[EXCERPTED PASSAGE — start]
DEERFIELD, Ill. — Walgreen Co. filled a record number of prescriptions electronically during October, with e-prescribing volume surging by triple digits versus a year earlier.
The drug store chain said Monday that its pharmacies filled a record 4 million prescriptions electronically last month, which represented about 22% of all its eligible prescriptions and marked a 185% gain compared with October 2008. The company has used e-prescribing since 1992.
Walgreens attributed the surge to the Medicare Improvements for Patients and Providers Act of 2008, which gives financial incentives for practitioners who use e-prescribing, as well as to the chain’s ongoing support for the adoption of e-prescribing technology industrywide.
The pharmacy chain estimated that it will fill more than 45 million e-prescriptions this year, a threefold increase from 15 million in 2008. The company said it expects growth to continue with help from financial incentives in the federal stimulus package, which encourage hospitals, doctors and other health care professionals to adopt electronic health records, which includes e-prescribing.
"With the federal stimulus package providing $19 billion in incentives to adopt electronic health records, doctors will gain easier access to software that makes electronic prescribing possible," Don Huonker, senior vice president of health care innovation at Walgreens, said in a statement.
Greater use of e-prescribing systems promotes the objectives of health care reform, including lowering costs and increasing the effectiveness of care, according to Walgreens, which added that it’s actively urging physicians, hospitals and other drug stores to acquire the health information technology necessary to electronically prescribe medications.
[EXCERPTED PASSAGE — finish]
[DATA — start]
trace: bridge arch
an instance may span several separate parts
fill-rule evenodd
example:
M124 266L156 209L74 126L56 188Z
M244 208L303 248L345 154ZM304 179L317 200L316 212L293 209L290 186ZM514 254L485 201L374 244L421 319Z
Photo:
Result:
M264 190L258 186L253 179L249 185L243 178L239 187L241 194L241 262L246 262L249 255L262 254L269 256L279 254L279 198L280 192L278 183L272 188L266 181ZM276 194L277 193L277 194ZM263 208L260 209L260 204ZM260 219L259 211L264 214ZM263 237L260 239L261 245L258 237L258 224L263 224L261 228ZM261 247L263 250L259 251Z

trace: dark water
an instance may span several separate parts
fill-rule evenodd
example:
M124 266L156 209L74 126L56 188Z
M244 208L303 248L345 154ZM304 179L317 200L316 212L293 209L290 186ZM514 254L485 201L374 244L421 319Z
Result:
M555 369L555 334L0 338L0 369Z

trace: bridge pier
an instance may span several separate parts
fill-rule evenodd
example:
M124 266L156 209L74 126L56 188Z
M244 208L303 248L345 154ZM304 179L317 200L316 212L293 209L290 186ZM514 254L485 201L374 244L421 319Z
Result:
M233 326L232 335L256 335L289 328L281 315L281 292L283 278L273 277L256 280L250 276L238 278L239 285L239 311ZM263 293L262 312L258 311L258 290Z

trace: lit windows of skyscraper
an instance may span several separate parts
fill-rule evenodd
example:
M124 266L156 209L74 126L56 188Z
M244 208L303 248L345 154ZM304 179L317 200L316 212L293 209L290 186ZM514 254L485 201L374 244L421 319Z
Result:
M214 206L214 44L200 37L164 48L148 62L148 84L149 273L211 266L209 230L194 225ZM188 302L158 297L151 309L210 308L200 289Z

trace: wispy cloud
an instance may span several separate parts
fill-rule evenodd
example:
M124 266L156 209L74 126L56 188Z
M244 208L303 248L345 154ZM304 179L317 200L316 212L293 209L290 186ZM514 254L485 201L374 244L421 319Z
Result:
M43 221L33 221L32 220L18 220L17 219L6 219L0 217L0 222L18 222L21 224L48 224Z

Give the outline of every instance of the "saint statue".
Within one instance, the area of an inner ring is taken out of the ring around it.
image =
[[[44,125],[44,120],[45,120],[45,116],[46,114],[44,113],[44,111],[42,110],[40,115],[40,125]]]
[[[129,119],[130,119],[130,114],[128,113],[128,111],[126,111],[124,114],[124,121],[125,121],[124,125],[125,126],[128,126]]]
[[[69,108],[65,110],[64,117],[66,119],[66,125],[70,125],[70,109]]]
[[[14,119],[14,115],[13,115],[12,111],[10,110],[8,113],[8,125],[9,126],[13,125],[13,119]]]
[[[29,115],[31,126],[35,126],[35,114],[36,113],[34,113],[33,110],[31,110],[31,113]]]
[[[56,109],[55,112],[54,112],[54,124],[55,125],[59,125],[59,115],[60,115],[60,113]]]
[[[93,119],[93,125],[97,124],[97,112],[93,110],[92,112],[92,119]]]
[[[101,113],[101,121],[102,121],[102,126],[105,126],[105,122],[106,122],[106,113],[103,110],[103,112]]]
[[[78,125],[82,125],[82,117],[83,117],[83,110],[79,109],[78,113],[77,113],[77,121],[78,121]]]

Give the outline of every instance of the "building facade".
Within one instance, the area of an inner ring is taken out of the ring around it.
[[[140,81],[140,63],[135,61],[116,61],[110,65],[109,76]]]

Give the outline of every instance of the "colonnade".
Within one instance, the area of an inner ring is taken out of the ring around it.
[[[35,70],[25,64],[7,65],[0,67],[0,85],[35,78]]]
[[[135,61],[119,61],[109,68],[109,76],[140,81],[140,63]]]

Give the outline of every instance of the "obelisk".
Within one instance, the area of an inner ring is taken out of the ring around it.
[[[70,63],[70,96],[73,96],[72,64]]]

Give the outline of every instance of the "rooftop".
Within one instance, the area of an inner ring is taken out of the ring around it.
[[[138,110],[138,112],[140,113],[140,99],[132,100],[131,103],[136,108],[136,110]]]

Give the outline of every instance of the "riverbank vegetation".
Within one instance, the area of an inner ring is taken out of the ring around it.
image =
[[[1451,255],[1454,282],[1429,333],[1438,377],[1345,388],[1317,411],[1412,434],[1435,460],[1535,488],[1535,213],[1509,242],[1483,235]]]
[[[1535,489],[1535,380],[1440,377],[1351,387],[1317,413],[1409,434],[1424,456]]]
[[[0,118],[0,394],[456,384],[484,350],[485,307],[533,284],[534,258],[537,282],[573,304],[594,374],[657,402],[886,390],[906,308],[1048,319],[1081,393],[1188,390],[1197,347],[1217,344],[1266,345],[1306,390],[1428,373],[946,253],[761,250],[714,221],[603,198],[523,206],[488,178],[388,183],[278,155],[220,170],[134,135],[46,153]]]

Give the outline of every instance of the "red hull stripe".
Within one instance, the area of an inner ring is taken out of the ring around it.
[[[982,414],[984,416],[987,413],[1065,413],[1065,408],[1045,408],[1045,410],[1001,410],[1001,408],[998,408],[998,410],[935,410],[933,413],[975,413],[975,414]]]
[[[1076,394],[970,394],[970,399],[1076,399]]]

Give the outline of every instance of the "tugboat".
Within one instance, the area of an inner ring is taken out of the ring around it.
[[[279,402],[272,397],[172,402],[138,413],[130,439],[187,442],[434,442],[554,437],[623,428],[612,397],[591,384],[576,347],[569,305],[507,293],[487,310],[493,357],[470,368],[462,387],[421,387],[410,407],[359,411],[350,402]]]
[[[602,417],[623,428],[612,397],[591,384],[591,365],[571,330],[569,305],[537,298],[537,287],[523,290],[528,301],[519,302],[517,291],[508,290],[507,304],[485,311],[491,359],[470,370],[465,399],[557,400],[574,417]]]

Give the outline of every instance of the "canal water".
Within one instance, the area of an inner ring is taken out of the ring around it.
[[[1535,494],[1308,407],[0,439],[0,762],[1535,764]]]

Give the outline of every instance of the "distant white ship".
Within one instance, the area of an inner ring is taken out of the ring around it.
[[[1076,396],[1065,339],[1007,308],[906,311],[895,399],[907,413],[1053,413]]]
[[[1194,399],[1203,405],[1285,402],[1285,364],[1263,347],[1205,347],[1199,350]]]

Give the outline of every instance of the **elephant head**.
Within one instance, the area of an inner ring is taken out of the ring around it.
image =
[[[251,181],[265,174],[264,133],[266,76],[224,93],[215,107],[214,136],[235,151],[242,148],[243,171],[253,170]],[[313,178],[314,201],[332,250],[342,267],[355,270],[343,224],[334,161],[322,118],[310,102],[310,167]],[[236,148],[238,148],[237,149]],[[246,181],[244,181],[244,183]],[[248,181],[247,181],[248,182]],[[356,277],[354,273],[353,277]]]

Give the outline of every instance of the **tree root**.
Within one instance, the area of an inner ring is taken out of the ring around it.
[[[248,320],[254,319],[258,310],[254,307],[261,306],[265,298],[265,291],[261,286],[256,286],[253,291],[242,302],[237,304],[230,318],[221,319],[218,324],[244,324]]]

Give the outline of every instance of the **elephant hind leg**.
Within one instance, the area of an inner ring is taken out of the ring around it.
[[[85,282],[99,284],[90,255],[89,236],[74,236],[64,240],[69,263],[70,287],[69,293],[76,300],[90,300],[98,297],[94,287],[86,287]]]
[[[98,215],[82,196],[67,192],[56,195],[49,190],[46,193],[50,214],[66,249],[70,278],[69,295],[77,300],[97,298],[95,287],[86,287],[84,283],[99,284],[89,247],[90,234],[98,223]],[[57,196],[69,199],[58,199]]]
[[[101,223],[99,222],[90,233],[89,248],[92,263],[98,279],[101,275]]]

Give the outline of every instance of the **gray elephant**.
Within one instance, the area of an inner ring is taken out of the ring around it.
[DATA — finish]
* **PROBLEM**: Return the passage of the Walgreens e-prescribing article from "Walgreens attributed the" to "which includes e-prescribing.", copied exactly.

* **COMPLETED TASK**:
Walgreens attributed the surge to the Medicare Improvements for Patients and Providers Act of 2008, which gives financial incentives for practitioners who use e-prescribing, as well as to the chain’s ongoing support for the adoption of e-prescribing technology industrywide.
The pharmacy chain estimated that it will fill more than 45 million e-prescriptions this year, a threefold increase from 15 million in 2008. The company said it expects growth to continue with help from financial incentives in the federal stimulus package, which encourage hospitals, doctors and other health care professionals to adopt electronic health records, which includes e-prescribing.